_Exercise_. Output every record below exactly as it appears.

Object point labels
--*--

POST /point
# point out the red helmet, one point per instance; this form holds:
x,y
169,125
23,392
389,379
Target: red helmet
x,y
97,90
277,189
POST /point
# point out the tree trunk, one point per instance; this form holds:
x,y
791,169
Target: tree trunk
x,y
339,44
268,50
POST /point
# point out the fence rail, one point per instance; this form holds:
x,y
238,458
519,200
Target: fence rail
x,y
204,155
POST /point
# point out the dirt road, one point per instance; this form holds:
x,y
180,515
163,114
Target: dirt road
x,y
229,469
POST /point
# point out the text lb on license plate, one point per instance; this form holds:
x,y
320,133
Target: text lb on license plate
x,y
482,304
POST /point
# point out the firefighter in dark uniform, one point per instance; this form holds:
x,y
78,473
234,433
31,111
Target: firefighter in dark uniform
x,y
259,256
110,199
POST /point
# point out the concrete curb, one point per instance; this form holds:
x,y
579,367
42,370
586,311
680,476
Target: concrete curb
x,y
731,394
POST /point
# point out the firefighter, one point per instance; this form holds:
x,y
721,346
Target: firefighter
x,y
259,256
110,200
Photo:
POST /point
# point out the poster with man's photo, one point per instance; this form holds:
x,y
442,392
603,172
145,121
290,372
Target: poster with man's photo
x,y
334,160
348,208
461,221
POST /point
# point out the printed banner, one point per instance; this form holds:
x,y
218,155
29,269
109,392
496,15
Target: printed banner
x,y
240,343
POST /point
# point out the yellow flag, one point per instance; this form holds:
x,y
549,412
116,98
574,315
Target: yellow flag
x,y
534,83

--*--

_Task response_.
POST /point
# point out the red helmet, one point per instance; this form holds:
x,y
169,125
23,392
389,379
Target: red helmet
x,y
97,90
277,189
POST /point
# point out the tree trunk, one point per instance; this form holds:
x,y
791,169
Target: tree trunk
x,y
339,44
268,50
POST /point
# point out the fence rail, one point per instance; this form holds:
x,y
238,458
519,200
Target: fence rail
x,y
204,155
POST /point
# point out the dirt road, one point per instance; this form holds:
x,y
180,515
163,114
Target: dirt road
x,y
229,469
POST /point
# point out the text lb on license plate, one point per instance; this form holds:
x,y
320,133
Target: text lb on license plate
x,y
482,304
POST /point
# point out the firefighter in dark uniform, one point per instance; this form holds:
x,y
78,473
234,433
31,111
Target: firefighter in dark uniform
x,y
259,256
110,199
POST /point
# point out the concrete curb, one point per instance; this form holds:
x,y
579,367
42,370
586,311
680,476
Target: concrete curb
x,y
731,394
POST /point
# point out the firefighter, one point per instance; this form holds:
x,y
721,346
Target: firefighter
x,y
259,256
110,200
Photo:
POST /point
# point out the poster with man's photo, one point per instance; this form holds:
x,y
442,392
603,172
145,121
290,372
Target: poster with man's photo
x,y
334,160
348,208
461,221
POST /point
# point out the printed banner, one point per instance; this form holds:
x,y
218,155
29,269
109,392
496,15
Target: printed banner
x,y
240,343
POST /point
# point out the yellow flag, one point per instance; this form holds:
x,y
549,412
116,98
574,315
Target: yellow flag
x,y
534,83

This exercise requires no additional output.